─── Dataset records ───
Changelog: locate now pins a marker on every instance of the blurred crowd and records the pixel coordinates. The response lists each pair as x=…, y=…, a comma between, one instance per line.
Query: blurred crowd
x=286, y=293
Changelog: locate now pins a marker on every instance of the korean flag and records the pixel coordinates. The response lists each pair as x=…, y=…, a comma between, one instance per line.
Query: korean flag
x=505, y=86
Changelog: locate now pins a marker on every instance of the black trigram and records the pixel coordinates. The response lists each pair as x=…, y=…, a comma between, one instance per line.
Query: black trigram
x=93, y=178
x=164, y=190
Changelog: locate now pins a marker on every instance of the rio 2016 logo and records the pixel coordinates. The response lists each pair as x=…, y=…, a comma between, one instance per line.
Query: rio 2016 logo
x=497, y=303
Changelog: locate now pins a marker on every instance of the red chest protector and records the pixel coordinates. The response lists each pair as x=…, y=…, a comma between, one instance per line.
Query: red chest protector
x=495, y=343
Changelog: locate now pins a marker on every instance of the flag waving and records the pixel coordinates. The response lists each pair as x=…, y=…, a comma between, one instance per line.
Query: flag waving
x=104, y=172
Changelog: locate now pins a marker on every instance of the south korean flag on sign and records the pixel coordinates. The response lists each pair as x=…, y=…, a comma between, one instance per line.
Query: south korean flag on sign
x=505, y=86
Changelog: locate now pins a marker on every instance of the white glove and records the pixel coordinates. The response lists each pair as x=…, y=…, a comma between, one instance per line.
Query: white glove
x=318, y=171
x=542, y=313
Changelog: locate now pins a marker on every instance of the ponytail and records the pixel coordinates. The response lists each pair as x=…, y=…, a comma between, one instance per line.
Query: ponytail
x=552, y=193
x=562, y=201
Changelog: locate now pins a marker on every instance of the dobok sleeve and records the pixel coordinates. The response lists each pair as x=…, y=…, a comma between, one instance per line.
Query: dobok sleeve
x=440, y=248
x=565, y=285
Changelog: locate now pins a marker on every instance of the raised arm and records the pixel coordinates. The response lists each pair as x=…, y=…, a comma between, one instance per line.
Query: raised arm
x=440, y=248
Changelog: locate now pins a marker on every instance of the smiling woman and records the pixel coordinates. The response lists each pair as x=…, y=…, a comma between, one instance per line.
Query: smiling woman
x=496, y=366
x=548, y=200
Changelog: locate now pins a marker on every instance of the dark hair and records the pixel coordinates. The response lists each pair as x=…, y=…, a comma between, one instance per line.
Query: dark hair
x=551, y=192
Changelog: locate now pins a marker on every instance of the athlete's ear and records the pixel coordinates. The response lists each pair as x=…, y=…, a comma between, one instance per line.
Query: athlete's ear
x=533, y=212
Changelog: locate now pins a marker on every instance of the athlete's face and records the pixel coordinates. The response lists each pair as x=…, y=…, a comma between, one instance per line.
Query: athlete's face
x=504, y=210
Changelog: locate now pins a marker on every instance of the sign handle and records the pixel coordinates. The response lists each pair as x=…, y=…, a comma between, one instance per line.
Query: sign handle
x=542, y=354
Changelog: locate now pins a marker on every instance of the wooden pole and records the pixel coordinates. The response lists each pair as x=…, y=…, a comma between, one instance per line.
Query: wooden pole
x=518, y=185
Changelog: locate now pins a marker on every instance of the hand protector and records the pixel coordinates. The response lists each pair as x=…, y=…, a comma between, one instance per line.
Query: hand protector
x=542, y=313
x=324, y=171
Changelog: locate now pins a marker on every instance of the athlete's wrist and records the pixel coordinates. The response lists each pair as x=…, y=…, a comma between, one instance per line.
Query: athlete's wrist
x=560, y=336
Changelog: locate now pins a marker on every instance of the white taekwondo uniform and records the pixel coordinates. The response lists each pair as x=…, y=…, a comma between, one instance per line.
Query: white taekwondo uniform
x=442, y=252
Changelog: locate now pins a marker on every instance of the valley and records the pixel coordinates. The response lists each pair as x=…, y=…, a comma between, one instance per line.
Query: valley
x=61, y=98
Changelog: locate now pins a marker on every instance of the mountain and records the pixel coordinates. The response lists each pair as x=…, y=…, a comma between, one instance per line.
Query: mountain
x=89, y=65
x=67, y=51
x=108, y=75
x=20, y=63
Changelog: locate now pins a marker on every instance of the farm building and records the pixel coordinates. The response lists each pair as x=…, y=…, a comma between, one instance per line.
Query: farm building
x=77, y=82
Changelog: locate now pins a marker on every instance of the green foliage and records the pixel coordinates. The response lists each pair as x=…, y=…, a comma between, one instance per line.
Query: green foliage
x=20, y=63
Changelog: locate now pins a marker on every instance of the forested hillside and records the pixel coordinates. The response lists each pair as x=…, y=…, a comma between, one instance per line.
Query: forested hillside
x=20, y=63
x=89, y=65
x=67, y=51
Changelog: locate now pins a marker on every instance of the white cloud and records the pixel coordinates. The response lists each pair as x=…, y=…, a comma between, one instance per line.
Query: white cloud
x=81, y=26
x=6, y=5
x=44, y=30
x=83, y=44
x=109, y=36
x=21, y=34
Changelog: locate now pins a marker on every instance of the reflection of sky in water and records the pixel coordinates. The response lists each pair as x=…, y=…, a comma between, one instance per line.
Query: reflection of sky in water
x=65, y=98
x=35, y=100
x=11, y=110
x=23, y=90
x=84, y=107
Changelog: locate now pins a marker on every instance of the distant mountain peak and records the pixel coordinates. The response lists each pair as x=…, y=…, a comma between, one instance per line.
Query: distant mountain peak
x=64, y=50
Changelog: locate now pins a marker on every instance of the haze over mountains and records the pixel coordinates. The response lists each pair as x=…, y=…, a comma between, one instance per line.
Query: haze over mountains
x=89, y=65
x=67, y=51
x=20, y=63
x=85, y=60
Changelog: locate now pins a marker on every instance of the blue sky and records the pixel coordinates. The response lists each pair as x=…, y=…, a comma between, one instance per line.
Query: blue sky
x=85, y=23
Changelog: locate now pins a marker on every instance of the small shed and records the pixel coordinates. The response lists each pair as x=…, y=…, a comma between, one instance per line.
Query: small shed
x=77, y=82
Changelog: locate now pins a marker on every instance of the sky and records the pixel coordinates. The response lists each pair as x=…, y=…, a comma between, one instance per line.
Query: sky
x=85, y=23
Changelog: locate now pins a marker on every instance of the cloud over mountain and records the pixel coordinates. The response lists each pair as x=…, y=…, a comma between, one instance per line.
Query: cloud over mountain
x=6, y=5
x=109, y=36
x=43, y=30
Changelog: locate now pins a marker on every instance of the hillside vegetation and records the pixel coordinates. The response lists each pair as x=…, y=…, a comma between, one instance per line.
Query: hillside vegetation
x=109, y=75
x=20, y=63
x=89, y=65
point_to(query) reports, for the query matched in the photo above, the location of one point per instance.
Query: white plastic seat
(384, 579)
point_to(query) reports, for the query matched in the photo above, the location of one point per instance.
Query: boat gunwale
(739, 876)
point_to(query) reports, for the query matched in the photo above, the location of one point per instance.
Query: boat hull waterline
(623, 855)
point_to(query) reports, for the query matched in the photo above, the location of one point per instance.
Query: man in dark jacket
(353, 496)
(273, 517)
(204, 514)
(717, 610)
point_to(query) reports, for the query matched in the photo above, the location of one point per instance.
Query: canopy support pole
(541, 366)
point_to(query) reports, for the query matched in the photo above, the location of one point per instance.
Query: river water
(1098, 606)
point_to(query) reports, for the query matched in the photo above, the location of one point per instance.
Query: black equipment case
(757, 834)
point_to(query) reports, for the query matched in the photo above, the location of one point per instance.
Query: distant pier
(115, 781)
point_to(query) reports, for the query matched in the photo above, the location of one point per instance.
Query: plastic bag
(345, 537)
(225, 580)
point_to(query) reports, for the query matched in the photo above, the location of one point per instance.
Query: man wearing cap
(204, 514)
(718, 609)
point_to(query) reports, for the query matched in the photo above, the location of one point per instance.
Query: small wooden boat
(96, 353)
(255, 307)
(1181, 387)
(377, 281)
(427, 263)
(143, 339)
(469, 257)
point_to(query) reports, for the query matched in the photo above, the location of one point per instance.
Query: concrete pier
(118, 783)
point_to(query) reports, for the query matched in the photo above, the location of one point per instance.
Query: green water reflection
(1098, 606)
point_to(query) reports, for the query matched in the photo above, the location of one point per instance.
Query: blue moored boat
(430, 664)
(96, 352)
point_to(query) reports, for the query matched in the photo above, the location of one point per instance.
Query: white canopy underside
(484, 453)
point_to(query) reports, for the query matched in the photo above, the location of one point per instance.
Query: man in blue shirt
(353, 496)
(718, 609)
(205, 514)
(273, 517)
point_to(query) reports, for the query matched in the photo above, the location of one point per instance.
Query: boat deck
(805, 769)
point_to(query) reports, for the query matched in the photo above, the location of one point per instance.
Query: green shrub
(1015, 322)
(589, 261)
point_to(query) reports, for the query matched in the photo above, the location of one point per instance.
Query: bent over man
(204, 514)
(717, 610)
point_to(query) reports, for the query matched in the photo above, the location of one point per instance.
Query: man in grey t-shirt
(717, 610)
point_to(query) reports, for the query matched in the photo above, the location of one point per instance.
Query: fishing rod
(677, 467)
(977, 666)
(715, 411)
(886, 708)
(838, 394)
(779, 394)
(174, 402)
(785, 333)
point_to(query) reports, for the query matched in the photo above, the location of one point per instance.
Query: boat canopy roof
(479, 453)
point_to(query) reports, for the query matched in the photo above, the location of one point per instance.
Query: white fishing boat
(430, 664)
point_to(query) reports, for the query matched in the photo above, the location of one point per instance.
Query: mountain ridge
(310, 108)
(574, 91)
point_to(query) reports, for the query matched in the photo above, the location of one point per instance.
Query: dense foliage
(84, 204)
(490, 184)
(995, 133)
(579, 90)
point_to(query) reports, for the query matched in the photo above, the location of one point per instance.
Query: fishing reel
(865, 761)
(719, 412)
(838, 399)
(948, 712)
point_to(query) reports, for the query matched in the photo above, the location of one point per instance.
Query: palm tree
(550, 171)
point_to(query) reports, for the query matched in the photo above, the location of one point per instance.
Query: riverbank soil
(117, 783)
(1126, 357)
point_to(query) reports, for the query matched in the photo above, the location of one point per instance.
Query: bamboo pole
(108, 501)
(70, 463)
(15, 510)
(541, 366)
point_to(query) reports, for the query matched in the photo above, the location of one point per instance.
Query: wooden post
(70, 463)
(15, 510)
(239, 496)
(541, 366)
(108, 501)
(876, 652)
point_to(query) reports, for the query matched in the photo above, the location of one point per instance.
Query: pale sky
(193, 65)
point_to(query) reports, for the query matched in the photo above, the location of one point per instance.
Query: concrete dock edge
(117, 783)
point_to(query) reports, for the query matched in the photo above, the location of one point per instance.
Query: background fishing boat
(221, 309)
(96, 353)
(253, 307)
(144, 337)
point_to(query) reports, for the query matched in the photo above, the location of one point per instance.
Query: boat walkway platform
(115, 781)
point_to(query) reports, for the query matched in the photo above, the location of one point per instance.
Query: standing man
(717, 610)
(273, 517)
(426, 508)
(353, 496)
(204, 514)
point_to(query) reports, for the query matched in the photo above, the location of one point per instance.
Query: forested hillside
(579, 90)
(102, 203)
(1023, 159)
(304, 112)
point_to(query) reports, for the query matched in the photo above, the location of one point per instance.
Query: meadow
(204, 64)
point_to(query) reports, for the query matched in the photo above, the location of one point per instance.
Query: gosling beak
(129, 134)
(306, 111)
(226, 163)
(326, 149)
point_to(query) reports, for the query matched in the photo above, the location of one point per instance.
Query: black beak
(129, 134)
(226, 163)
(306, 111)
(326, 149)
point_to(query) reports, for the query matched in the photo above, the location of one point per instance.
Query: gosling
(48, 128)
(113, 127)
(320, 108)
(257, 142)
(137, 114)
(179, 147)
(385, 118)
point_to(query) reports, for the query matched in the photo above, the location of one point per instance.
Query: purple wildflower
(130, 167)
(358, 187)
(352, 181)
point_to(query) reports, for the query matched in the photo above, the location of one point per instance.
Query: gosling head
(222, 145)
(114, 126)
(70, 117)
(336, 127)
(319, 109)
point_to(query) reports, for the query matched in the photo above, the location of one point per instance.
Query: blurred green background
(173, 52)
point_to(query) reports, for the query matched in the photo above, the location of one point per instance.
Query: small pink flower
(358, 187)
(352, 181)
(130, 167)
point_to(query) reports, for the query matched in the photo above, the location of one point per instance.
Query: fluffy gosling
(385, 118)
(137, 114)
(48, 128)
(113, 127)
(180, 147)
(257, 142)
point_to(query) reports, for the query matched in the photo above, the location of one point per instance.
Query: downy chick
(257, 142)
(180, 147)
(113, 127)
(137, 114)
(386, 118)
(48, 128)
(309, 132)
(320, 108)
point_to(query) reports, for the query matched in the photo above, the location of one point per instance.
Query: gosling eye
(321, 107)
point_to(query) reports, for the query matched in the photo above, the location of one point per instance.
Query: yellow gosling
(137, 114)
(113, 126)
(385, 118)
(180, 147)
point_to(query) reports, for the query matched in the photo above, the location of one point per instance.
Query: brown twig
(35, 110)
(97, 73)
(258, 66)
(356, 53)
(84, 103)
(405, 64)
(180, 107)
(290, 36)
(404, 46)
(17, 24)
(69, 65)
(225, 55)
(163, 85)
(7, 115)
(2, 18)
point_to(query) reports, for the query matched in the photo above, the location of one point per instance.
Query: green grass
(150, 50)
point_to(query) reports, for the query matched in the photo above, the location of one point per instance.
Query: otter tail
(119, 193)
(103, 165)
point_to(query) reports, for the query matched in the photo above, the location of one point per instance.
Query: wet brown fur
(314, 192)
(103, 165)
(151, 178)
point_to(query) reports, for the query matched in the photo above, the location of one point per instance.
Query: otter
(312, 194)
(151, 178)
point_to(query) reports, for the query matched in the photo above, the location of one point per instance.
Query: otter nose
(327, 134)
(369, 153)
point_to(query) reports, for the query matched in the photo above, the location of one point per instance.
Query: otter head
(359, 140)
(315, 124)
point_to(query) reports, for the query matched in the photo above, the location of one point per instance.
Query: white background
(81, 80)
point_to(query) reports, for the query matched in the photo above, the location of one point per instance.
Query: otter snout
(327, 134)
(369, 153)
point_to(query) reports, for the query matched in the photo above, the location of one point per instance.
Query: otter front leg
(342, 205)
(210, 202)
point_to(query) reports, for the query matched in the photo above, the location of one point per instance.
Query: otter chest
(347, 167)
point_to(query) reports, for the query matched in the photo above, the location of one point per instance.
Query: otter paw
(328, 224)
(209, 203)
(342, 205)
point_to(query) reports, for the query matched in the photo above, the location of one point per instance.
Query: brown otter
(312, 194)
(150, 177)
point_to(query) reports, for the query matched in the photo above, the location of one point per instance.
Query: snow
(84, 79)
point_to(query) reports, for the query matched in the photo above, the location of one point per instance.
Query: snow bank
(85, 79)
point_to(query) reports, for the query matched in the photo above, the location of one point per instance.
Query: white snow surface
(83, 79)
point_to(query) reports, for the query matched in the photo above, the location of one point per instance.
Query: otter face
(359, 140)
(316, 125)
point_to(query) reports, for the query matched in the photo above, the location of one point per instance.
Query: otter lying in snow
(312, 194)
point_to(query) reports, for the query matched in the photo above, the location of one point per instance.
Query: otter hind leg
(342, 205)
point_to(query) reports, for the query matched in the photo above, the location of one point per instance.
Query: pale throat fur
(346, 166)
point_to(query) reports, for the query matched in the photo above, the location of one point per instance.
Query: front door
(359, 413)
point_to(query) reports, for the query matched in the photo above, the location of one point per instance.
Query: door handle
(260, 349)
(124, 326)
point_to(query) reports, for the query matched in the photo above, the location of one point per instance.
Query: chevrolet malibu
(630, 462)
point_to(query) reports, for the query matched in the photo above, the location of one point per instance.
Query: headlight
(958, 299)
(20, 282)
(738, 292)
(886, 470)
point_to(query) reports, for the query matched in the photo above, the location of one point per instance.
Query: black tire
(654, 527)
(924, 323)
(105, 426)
───
* _Exercise requirements_
Copy out the entries word for word, everything from the very first line down to and including the line that contains "x=104, y=172".

* _Written reply_
Changelog: locate now pins a marker on every instance of the blurred crowd and records the pixel coordinates. The response lists each pair as x=…, y=…, a comma between, one instance per line.
Query: blurred crowd
x=286, y=293
Changelog: locate now pins a marker on every instance of the korean flag and records the pixel coordinates. The response lists each pair as x=…, y=…, a comma between, one instance per line.
Query: korean flag
x=505, y=86
Changelog: locate now pins a marker on every instance of the black trigram and records the pixel coordinates. The response lists each pair as x=…, y=…, a comma between, one instance per line.
Query: black trigram
x=93, y=178
x=164, y=190
Changelog: locate now pins a marker on every instance of the rio 2016 logo and records the pixel coordinates. The response lists each pair as x=…, y=…, a comma between, one instance per line.
Query: rio 2016 logo
x=497, y=303
Changelog: locate now pins a marker on every instance of the red chest protector and records the pixel coordinates. The response lists each pair as x=…, y=…, a comma between, one instance per line.
Query: red chest protector
x=495, y=343
Changelog: locate now pins a marker on every instance of the flag waving and records the pixel coordinates. The response lists each pair as x=…, y=…, a comma between, one instance per line.
Query: flag waving
x=104, y=172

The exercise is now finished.